Your task
Render every line of the entries below as a Markdown table with the columns Row and Line, numbering each row and omitting blank lines.

####################

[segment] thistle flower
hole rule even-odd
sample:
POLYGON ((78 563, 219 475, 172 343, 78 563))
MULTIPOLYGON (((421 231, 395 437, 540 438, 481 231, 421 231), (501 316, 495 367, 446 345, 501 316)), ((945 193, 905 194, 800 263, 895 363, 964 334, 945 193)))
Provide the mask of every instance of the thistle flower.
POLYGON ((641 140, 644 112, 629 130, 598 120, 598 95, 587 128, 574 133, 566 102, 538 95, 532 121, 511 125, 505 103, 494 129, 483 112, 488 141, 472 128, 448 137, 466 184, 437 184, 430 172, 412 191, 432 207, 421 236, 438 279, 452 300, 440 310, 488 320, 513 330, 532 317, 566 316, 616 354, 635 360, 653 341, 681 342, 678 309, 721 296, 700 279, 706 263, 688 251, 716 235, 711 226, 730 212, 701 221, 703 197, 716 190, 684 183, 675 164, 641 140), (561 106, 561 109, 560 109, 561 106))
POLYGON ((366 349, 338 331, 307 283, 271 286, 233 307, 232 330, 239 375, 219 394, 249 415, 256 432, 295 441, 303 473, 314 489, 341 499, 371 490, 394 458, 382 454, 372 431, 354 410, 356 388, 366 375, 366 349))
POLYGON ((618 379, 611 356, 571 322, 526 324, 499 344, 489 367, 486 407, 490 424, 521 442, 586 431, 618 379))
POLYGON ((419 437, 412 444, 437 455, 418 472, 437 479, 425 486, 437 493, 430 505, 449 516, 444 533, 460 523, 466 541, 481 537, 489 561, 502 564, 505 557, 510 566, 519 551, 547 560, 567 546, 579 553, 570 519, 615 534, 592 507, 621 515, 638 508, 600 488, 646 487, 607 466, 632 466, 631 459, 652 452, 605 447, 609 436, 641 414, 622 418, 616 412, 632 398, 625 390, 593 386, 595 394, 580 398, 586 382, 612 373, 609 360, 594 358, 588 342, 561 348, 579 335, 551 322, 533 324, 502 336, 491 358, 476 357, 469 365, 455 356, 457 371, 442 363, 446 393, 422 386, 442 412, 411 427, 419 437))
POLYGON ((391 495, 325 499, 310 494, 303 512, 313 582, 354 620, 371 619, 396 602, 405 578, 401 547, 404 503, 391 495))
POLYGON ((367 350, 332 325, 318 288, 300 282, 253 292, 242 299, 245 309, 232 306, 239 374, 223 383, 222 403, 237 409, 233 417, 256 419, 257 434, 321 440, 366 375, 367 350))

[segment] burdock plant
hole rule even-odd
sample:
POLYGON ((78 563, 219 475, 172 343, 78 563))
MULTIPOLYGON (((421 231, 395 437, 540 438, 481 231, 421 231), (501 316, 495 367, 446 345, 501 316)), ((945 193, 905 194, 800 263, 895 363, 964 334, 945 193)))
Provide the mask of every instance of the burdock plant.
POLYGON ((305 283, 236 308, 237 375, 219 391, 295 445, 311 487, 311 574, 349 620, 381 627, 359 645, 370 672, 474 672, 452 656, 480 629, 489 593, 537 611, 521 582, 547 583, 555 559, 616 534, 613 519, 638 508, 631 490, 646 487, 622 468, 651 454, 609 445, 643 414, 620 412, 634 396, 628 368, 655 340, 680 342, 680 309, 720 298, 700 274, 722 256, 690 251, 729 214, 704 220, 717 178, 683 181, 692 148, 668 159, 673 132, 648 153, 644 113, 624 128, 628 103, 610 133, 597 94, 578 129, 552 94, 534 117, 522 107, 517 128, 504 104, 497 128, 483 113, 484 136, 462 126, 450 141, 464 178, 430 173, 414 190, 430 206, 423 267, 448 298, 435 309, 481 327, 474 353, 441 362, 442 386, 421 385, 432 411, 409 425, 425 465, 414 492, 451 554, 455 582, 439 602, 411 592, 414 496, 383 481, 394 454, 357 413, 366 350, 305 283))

####################

Full answer
| Row | Line |
|---|---|
| 1 | [segment] thistle flower |
| 2 | hole rule even-odd |
| 3 | sample: |
| 4 | POLYGON ((78 563, 219 475, 172 343, 78 563)) |
| 5 | MULTIPOLYGON (((421 231, 395 437, 540 438, 481 231, 421 231), (501 316, 495 367, 446 345, 501 316)), ((945 193, 905 194, 800 263, 895 363, 964 334, 945 193))) |
| 6 | Provide the mask of every instance of the thistle flower. |
| 7 | POLYGON ((641 140, 644 112, 629 130, 598 120, 598 95, 587 128, 574 133, 566 102, 538 95, 532 121, 511 125, 505 103, 494 129, 483 112, 488 141, 472 128, 448 137, 466 184, 437 184, 430 172, 412 191, 432 207, 421 236, 438 279, 452 300, 440 310, 488 320, 513 330, 532 317, 566 316, 616 354, 635 360, 653 341, 681 342, 678 309, 721 296, 700 279, 706 263, 688 251, 716 235, 711 226, 730 212, 701 221, 703 197, 716 190, 684 183, 675 164, 641 140), (561 106, 561 109, 560 109, 561 106)) |
| 8 | POLYGON ((366 349, 338 331, 307 283, 271 286, 233 307, 232 330, 239 375, 219 394, 249 415, 256 432, 295 441, 303 473, 314 489, 341 499, 371 490, 394 458, 382 454, 372 431, 354 410, 356 388, 366 375, 366 349)) |
| 9 | POLYGON ((618 379, 611 356, 571 322, 526 324, 499 344, 489 367, 486 407, 490 424, 521 442, 586 431, 618 379)) |
| 10 | POLYGON ((419 437, 412 444, 437 455, 418 472, 437 479, 425 486, 437 493, 430 505, 449 516, 444 533, 460 523, 466 541, 481 537, 489 561, 502 564, 505 557, 510 566, 519 551, 547 560, 567 546, 579 553, 570 519, 615 534, 592 507, 621 515, 638 508, 600 488, 646 487, 607 466, 632 466, 631 459, 652 452, 605 447, 609 436, 641 414, 622 418, 616 412, 632 398, 625 390, 593 386, 595 394, 580 398, 586 382, 612 373, 609 360, 594 358, 588 342, 561 348, 579 335, 551 322, 533 324, 502 336, 491 358, 476 357, 469 365, 455 356, 457 371, 442 363, 446 393, 422 386, 442 412, 411 427, 419 437)) |
| 11 | POLYGON ((391 495, 325 499, 310 494, 303 512, 313 582, 354 620, 371 619, 396 602, 405 578, 401 547, 404 503, 391 495)) |
| 12 | POLYGON ((367 350, 332 325, 318 288, 300 282, 253 292, 242 299, 245 309, 232 306, 239 374, 223 383, 222 403, 237 409, 233 417, 256 419, 257 434, 321 440, 366 375, 367 350)) |
| 13 | [segment] burdock plant |
| 14 | hole rule even-odd |
| 15 | sample: |
| 16 | POLYGON ((78 563, 219 475, 172 343, 78 563)) |
| 17 | MULTIPOLYGON (((421 231, 395 437, 540 438, 481 231, 421 231), (501 316, 495 367, 446 345, 501 316)), ((945 193, 905 194, 800 263, 895 363, 964 334, 945 193))) |
| 18 | Provide the mask of every instance of the burdock plant. |
| 19 | POLYGON ((305 283, 236 308, 237 375, 219 391, 295 445, 311 487, 311 574, 349 620, 381 627, 359 645, 370 672, 474 672, 452 656, 480 629, 489 593, 537 611, 521 582, 547 583, 555 559, 616 534, 613 519, 638 508, 631 490, 646 487, 622 468, 651 454, 609 445, 643 414, 620 412, 634 396, 628 368, 655 340, 680 342, 680 309, 720 298, 700 274, 722 256, 690 251, 729 214, 704 220, 717 178, 683 181, 692 148, 668 159, 673 132, 648 153, 644 113, 624 128, 628 103, 610 133, 597 94, 578 129, 552 94, 534 117, 522 107, 517 128, 504 104, 497 128, 483 113, 484 136, 462 126, 450 141, 464 178, 430 173, 414 190, 430 206, 423 267, 448 298, 435 309, 481 327, 474 353, 441 362, 442 386, 421 385, 432 411, 409 425, 425 465, 414 492, 451 554, 455 582, 439 602, 411 592, 414 496, 383 481, 394 454, 357 413, 366 350, 305 283)) |